Stored records:

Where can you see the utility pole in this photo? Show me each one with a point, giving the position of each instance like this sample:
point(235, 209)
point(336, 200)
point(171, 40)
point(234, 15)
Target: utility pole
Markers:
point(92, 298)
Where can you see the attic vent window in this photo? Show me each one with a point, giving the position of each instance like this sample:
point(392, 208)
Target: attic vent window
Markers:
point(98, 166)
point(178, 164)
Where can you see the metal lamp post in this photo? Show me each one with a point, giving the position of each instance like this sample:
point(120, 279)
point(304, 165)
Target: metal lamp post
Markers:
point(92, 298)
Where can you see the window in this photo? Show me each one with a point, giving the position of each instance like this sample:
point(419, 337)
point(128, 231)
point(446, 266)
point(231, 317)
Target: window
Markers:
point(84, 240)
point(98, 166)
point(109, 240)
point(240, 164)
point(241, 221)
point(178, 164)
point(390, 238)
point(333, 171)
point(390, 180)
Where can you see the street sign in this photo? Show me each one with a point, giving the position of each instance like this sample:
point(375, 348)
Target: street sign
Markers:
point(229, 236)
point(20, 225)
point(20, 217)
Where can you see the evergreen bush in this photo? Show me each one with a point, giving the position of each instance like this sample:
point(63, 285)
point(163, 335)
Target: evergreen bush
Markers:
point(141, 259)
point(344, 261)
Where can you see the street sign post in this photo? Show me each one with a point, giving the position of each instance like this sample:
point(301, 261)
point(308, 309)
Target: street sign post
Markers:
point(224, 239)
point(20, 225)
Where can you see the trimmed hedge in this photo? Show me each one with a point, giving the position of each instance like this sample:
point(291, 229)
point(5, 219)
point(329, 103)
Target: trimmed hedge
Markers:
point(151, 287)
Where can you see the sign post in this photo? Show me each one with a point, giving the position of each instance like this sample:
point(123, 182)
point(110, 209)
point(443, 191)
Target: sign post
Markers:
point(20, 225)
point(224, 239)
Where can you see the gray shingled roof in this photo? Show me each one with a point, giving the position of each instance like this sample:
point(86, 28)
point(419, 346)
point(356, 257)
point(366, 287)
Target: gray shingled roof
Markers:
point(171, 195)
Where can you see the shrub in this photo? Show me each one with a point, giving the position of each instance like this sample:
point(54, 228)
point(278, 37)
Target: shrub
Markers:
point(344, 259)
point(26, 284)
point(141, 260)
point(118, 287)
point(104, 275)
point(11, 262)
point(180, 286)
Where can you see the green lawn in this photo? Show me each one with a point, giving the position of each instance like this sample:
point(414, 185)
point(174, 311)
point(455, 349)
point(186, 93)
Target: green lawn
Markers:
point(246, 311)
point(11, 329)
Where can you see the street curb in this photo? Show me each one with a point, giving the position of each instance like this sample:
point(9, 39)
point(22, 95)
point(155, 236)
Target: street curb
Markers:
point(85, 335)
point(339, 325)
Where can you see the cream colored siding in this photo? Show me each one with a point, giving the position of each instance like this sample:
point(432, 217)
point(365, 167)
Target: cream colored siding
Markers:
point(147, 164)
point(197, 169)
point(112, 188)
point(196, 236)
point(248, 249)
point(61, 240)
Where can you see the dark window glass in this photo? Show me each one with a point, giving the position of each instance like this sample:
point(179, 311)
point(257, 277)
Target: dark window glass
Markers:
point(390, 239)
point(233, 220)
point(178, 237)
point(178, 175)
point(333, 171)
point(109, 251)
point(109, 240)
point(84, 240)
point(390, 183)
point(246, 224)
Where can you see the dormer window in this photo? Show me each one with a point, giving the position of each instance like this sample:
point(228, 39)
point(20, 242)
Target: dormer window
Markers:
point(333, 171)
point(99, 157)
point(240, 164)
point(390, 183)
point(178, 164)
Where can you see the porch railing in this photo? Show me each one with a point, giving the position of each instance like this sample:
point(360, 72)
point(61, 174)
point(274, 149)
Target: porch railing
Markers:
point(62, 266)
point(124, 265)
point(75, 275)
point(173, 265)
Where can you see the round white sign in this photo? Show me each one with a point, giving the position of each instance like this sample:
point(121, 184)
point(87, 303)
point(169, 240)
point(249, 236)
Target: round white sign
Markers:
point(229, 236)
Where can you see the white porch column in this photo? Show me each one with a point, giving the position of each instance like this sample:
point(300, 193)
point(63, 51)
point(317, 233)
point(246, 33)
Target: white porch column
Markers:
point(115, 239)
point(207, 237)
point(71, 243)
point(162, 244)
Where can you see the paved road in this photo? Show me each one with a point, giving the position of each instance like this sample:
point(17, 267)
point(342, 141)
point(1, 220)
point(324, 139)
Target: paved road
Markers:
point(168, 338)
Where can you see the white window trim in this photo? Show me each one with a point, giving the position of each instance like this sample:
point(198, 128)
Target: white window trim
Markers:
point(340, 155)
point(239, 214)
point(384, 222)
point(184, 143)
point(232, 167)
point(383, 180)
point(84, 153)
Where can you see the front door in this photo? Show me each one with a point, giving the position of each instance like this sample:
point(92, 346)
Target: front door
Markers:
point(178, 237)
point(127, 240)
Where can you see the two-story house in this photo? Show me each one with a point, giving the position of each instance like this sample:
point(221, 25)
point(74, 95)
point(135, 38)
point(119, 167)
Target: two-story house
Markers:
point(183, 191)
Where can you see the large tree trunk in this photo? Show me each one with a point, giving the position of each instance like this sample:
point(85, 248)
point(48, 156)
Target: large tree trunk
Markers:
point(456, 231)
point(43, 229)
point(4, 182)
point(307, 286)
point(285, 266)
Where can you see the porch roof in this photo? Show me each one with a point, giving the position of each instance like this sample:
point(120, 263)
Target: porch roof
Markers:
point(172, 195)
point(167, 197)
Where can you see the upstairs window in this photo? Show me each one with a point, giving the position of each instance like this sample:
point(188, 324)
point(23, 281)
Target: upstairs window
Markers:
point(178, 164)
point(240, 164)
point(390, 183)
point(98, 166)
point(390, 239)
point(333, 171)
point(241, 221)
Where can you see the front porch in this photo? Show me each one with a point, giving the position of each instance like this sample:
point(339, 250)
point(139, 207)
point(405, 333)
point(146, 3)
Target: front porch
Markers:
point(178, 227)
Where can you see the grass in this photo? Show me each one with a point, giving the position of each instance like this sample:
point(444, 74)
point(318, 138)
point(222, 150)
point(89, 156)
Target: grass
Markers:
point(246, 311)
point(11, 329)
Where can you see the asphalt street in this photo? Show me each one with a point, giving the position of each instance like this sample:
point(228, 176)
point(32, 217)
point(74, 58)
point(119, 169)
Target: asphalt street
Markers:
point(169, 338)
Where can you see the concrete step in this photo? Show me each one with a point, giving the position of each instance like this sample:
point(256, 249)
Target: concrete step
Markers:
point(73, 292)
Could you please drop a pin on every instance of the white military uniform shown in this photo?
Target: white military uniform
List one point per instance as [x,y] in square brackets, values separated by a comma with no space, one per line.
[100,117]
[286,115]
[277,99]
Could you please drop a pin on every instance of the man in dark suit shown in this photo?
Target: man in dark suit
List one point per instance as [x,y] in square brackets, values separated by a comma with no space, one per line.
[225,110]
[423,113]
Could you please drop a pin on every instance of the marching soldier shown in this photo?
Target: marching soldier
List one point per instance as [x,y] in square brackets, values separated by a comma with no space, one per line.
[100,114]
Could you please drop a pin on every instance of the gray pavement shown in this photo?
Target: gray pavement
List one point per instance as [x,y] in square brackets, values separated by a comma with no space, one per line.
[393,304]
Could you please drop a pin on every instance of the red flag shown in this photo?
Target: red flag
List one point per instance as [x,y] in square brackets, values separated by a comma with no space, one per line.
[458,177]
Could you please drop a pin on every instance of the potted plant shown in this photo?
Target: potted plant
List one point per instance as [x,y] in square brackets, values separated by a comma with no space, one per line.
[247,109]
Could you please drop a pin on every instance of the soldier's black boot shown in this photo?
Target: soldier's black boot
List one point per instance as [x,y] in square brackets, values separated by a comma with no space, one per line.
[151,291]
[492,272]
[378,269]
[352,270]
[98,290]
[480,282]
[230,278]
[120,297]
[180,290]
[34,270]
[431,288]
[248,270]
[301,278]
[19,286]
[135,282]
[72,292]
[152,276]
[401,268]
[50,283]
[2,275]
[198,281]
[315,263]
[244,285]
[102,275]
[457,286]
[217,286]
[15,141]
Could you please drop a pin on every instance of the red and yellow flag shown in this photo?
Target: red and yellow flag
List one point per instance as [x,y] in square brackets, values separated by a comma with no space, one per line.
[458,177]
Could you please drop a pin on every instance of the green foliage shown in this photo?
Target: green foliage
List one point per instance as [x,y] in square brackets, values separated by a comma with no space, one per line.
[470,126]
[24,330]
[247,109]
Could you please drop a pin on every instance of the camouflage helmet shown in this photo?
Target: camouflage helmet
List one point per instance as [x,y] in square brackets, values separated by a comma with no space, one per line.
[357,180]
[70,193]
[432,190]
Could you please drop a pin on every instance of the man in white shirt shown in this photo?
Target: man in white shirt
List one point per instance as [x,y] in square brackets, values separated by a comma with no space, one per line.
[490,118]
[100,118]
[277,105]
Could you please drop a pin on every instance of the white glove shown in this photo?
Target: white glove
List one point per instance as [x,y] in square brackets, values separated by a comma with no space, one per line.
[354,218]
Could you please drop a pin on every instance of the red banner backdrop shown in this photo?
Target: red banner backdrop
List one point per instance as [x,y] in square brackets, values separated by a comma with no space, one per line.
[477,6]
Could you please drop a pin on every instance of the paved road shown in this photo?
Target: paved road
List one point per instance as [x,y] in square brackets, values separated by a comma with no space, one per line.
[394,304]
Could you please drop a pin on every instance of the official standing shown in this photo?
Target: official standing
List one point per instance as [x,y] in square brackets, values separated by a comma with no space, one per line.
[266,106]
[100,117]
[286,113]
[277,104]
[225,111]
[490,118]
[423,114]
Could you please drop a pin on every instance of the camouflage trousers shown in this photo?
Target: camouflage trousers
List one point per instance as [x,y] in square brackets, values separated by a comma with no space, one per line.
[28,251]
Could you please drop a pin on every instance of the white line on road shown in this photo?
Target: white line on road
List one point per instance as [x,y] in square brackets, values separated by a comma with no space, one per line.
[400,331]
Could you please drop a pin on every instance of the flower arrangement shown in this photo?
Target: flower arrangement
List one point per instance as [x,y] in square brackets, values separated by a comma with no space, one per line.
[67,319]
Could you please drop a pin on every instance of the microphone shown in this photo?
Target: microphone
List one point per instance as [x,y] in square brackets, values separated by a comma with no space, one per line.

Task objective:
Can you copy word for word the lines of the entries that start at the line containing "Where can you see the paved" and stop after the line containing "point(168, 338)"?

Expected answer:
Where can you see the paved road in this photo? Show me each one with a point, giving the position of each instance like this sample:
point(17, 267)
point(342, 141)
point(1, 220)
point(324, 139)
Target: paved road
Markers:
point(168, 338)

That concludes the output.